BEGIN Given data
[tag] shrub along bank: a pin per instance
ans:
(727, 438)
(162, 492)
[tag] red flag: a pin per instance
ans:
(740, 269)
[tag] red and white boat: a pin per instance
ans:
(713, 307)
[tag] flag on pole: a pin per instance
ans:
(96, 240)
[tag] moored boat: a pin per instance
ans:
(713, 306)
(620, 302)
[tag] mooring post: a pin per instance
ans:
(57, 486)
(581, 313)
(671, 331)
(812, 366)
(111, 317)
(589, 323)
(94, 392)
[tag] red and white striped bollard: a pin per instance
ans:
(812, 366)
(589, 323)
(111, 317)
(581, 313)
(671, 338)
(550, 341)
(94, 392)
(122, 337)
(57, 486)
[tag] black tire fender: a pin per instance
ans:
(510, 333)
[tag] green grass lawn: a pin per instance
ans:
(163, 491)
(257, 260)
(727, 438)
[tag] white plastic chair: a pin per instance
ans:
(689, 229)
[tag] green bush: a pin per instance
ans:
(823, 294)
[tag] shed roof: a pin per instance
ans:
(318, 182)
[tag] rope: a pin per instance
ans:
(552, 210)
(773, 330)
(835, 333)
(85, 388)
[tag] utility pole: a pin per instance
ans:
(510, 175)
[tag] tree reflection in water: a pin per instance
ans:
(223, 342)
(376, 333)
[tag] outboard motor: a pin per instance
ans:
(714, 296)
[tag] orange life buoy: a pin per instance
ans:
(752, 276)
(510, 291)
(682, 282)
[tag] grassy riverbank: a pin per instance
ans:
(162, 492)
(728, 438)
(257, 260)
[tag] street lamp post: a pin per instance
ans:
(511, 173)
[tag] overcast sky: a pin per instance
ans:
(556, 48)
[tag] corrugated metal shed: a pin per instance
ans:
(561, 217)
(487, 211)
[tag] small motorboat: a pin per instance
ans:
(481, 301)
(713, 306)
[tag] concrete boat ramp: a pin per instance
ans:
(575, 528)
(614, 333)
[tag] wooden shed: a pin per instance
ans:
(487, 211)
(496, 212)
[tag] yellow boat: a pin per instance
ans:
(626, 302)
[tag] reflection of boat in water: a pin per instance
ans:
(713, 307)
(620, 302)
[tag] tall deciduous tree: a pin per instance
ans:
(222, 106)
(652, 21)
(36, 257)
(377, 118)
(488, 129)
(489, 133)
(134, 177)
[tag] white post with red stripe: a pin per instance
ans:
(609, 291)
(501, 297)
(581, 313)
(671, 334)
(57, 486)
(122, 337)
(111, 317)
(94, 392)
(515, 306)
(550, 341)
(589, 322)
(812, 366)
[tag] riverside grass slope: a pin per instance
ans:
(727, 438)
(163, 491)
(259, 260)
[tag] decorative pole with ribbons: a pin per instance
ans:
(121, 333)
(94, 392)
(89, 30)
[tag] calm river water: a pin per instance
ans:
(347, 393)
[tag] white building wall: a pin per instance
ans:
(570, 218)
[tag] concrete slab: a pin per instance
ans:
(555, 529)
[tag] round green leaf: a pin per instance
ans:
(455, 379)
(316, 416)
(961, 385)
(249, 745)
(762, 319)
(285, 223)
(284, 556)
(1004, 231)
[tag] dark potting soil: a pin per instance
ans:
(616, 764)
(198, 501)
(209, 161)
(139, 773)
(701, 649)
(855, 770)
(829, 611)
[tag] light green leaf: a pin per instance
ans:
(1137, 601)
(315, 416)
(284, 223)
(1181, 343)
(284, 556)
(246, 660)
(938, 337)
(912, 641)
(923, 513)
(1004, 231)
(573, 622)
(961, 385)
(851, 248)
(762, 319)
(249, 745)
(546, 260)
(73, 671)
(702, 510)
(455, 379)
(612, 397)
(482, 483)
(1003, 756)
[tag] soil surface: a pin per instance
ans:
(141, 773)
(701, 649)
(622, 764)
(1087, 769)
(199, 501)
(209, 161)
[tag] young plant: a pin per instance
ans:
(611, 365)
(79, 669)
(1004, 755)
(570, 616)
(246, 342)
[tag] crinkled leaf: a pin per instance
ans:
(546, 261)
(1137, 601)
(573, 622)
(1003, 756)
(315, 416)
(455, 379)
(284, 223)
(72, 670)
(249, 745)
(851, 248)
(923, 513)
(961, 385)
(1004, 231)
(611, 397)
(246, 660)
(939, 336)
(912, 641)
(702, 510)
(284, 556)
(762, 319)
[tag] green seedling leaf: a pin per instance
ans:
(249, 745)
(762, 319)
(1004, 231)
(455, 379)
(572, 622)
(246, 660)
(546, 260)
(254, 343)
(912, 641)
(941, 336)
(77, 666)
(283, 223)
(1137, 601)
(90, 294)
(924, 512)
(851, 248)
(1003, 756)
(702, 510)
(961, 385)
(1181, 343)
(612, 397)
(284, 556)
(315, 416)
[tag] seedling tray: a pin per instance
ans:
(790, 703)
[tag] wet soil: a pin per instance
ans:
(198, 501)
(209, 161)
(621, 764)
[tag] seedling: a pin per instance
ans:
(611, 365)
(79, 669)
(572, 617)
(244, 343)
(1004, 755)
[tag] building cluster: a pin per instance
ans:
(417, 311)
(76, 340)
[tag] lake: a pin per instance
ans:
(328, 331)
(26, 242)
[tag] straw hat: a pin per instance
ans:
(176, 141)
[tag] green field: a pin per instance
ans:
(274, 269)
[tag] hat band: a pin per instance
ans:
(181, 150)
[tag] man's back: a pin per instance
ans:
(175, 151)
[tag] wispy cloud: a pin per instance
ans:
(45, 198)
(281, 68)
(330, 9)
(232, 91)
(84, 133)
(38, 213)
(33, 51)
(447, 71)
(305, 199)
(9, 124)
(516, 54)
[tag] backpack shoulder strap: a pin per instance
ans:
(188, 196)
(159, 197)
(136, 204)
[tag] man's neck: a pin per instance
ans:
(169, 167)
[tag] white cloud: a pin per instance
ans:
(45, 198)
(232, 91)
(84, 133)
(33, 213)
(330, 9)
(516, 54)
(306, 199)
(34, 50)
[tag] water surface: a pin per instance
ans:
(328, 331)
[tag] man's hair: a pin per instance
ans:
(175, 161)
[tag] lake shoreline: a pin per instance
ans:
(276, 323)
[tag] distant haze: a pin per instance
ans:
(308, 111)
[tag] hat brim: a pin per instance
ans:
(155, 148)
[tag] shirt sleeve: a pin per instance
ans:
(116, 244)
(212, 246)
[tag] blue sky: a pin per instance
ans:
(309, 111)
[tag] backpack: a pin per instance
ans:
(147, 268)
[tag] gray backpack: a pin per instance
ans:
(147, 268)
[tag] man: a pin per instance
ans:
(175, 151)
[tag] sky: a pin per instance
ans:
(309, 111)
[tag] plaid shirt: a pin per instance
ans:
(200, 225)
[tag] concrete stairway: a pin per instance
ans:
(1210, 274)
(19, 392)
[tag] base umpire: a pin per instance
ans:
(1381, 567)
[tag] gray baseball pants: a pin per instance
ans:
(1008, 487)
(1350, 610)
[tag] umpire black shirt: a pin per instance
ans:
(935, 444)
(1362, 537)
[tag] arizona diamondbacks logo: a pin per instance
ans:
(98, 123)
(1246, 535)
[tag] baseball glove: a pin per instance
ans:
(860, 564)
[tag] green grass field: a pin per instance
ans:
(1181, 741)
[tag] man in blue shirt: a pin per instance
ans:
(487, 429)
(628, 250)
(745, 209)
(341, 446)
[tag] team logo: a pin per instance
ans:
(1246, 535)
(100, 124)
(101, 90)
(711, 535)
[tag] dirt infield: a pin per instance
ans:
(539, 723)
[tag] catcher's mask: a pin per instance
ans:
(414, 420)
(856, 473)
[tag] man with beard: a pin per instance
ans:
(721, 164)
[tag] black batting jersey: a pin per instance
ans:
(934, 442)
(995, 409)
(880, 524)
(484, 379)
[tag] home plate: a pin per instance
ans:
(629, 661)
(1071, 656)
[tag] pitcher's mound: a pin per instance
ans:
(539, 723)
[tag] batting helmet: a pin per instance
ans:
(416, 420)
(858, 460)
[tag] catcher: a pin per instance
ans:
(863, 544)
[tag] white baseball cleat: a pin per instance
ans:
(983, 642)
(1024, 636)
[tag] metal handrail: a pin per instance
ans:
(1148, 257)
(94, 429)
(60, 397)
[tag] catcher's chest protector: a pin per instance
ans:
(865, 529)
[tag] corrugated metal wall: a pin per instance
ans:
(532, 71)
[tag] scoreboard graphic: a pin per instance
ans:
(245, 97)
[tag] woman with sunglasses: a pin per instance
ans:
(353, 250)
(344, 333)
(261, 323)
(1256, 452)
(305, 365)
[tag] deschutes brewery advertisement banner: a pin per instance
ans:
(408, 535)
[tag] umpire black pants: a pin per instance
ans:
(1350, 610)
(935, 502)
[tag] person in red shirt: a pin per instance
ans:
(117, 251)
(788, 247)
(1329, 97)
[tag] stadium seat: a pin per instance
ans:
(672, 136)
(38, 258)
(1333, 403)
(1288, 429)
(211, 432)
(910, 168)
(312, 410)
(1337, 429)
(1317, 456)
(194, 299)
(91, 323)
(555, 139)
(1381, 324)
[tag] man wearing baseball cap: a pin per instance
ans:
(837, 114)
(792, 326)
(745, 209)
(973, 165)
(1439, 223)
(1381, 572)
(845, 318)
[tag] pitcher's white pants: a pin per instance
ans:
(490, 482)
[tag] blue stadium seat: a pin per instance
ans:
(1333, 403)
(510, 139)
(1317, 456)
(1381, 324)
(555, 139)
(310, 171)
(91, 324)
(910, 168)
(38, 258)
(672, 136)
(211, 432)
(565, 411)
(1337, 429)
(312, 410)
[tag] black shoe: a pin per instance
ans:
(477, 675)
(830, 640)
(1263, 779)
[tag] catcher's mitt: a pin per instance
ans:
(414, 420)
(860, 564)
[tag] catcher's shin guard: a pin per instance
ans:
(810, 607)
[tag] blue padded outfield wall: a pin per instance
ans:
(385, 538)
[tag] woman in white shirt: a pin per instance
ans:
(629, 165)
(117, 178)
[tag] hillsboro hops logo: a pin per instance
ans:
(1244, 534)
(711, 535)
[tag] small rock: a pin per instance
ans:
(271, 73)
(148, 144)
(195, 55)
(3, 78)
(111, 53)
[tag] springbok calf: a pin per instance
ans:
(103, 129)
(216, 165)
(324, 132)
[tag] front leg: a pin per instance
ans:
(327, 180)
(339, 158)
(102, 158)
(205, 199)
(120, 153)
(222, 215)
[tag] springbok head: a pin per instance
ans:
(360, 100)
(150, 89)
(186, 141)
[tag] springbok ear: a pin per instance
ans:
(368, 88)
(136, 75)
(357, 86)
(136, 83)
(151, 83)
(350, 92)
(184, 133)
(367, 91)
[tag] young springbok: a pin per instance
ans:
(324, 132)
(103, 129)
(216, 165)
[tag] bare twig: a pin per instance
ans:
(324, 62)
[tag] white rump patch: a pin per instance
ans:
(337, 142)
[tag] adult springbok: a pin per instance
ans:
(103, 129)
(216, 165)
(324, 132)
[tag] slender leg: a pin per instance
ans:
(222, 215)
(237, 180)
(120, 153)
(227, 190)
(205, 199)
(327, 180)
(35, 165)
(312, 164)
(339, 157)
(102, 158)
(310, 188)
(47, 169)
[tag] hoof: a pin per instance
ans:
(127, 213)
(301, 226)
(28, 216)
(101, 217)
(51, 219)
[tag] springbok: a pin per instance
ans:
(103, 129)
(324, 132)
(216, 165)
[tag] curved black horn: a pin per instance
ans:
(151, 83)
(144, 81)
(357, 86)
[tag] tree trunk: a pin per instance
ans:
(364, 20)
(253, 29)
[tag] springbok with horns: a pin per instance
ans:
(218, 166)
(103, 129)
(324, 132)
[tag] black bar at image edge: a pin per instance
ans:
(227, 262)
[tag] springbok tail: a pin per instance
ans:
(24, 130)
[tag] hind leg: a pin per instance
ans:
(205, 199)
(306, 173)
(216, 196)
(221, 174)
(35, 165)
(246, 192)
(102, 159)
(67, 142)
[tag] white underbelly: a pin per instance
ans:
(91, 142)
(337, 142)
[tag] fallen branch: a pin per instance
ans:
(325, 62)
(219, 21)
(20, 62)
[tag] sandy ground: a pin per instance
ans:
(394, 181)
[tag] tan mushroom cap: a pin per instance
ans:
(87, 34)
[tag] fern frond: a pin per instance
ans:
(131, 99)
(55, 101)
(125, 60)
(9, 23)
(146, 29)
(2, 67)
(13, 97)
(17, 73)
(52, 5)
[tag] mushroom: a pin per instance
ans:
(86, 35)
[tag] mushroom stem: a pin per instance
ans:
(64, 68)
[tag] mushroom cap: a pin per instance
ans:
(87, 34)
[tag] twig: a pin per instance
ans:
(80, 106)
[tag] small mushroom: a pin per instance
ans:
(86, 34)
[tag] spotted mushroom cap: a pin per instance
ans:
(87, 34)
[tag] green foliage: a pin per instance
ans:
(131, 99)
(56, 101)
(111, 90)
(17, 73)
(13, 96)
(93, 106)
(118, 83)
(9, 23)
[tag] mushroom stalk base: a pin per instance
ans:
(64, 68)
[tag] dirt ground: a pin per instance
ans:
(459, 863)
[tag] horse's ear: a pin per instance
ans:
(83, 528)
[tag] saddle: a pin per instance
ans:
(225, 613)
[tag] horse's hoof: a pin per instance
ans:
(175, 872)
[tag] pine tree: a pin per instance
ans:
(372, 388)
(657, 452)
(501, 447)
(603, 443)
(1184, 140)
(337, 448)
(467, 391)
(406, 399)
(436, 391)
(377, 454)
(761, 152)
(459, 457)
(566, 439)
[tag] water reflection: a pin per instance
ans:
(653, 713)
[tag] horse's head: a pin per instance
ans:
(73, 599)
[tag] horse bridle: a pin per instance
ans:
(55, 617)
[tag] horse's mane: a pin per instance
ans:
END Given data
### How to complete this task
From the entries above, restate word for word the lines from the line containing "[tag] springbok ear: a pin per instance" to the line containing "[tag] adult springbok: a pin per instance", both ends included, and nothing more.

### Solution to the problem
[tag] springbok ear: a pin per instance
ans:
(368, 88)
(136, 75)
(357, 86)
(136, 83)
(151, 83)
(350, 92)
(184, 133)
(367, 91)
[tag] young springbok: a pin per instance
ans:
(324, 132)
(103, 129)
(216, 165)
[tag] bare twig: a pin per instance
ans:
(324, 62)
[tag] white rump patch: a pin per instance
ans:
(337, 142)
[tag] adult springbok: a pin per instance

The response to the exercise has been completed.